=== Texto para análise ===

——————————

Existem sinais específicos que mereçam atenção da população?

A doença renal é, habitualmente, pouco sintomática. No entanto, se surgir edema dos membros inferiores (“pés ou tornozelos inchados”), edema palpebral matinal, urina espumosa, hipertensão de difícil controlo, urina com sangue, deve procurar o seu médico para saber se estes sinais/sintomas são atribuíveis a doenças dos rins.

A doença tem cura?

A doença renal crónica não tem cura, por definição. No entanto, usando medidas de proteção da função renal podemos atrasar a evolução para fases mais complicadas da doença em que os tratamentos interferem significativamente com a qualidade de vida das pessoas. Esta é a principal vantagem da identificação precoce da DRC.

Qual a relação entre a DRC e a anemia? De que forma anemia pode agravar a doença e aumentar risco de morte?

Os rins são os órgãos onde se produz uma hormona decisiva na produção dos glóbulos vermelhos – a eritropoietina (EPO). Por esse motivo, à medida que a doença avança, a capacidade de produção de EPO diminui e pode aparecer anemia. Todavia, a anemia nas pessoas com doença renal é uma situação complexa e multifatorial. Com frequência, coexiste carência de ferro, que é um elemento fundamental para a produção dos glóbulos vermelhos, mas podem existir outras carências vitamínicas (como é o caso do ácido fólico e da vitamina B12) ou outras situações que impedem a medula óssea de produzir.

Quais as pessoas mais vulneráveis ao aparecimento de anemia na DRC? E como se trata a anemia na DRC?

Como disse, o mecanismo da anemia na DRC é complexo. No entanto, sabemos que os idosos acumulam vários mecanismos que facilitam o aparecimento da anemia. Também as mulheres, na fase reprodutiva da vida, têm um risco maior de terem carência de ferro, bem como as pessoas que fazem dietas restritivas que não acompanham com suplementação adequada. O tratamento passa pela correção das deficiências e, numa fase posterior, pela utilização de eritropoietina recombinante humana ou de novos fármacos que interferem noutros mecanismos.

De que forma a DRC é um problema de saúde pública em Portugal?

——————————

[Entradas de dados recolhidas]
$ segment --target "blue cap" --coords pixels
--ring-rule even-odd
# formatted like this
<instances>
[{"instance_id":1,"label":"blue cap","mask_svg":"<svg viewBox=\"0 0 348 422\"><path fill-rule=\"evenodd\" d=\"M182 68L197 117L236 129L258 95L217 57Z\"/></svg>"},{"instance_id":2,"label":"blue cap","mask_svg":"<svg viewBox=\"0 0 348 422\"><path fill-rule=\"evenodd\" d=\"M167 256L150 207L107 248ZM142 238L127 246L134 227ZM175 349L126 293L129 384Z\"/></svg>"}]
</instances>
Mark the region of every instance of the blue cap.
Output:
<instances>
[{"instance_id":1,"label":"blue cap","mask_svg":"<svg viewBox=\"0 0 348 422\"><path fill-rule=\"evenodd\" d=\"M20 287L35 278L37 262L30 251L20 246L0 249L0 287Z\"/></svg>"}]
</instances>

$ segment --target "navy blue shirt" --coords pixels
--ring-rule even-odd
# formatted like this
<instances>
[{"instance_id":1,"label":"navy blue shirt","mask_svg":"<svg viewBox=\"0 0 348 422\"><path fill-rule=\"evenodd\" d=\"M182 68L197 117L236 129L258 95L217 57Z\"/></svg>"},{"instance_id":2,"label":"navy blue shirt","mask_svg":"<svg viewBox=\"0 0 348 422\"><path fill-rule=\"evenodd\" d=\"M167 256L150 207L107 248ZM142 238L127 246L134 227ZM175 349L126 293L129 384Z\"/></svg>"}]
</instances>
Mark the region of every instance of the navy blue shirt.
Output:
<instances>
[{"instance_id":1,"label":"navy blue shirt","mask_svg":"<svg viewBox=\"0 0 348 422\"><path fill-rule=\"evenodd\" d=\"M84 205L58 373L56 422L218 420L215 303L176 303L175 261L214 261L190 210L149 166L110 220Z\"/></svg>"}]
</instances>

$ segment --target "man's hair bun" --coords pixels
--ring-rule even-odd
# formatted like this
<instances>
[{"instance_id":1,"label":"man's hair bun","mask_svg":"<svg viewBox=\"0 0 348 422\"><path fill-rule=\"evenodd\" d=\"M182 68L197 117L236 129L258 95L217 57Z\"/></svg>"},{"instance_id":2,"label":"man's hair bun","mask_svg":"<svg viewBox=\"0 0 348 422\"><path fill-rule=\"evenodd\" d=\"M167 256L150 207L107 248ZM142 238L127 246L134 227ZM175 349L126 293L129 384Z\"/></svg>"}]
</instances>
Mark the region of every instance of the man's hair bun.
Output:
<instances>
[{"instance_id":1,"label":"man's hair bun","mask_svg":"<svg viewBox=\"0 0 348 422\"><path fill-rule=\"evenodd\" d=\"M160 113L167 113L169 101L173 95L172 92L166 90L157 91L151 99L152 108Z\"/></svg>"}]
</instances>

——————————

=== Atividades ===
A) Enumere todos os sinais ou sintomas que, segundo o texto sobre a doença renal crónica, devem levar a pessoa a procurar o seu médico.
B) Dê seguimento ao texto sobre a doença renal crónica a partir do ponto em que termina.

=== Resultados ===
A)
- Edema dos membros inferiores ("pés ou tornozelos inchados")
- Edema palpebral matinal
- Urina espumosa
- Hipertensão de difícil controlo
- Urina com sangue

B)
O grande problema em Portugal, e no mundo, é o relativo desconhecimento desta situação pela população mas, ainda mais preocupante, pelos médicos não nefrologistas. A tendência habitual é desvalorizar os sinais incipientes que surgem nas análises, por exemplo, a desvalorização da proteinúria na urina tipo II ou de pequenas elevações da creatininémia ou até das situações de lesão renal aguda em que se constata que a creatinina sérica voltou ao normal. Sabemos hoje, que a lesão renal aguda predispõe para a DRC a longo prazo o que, no mundo atual, em que a esperança de vida média aumentou, significa que estas pessoas estão expostas a uma situação limitativa na fase mais avançada da sua vida.

Considera que os portugueses estão sensibilizados para a DRC?

Ainda não. Esta é a missão dos nefrologistas e, em particular, da Sociedade Portuguesa de Nefrologia – promover o conhecimento dos sinais precoces de doença renal, da estratégia de prevenção da doença e de evitar a progressão e dos critérios de referenciação para uma Consulta de Nefrologia. O tratamento das pessoas com DRC terminal tem um custo pessoal, social e económico muito elevado.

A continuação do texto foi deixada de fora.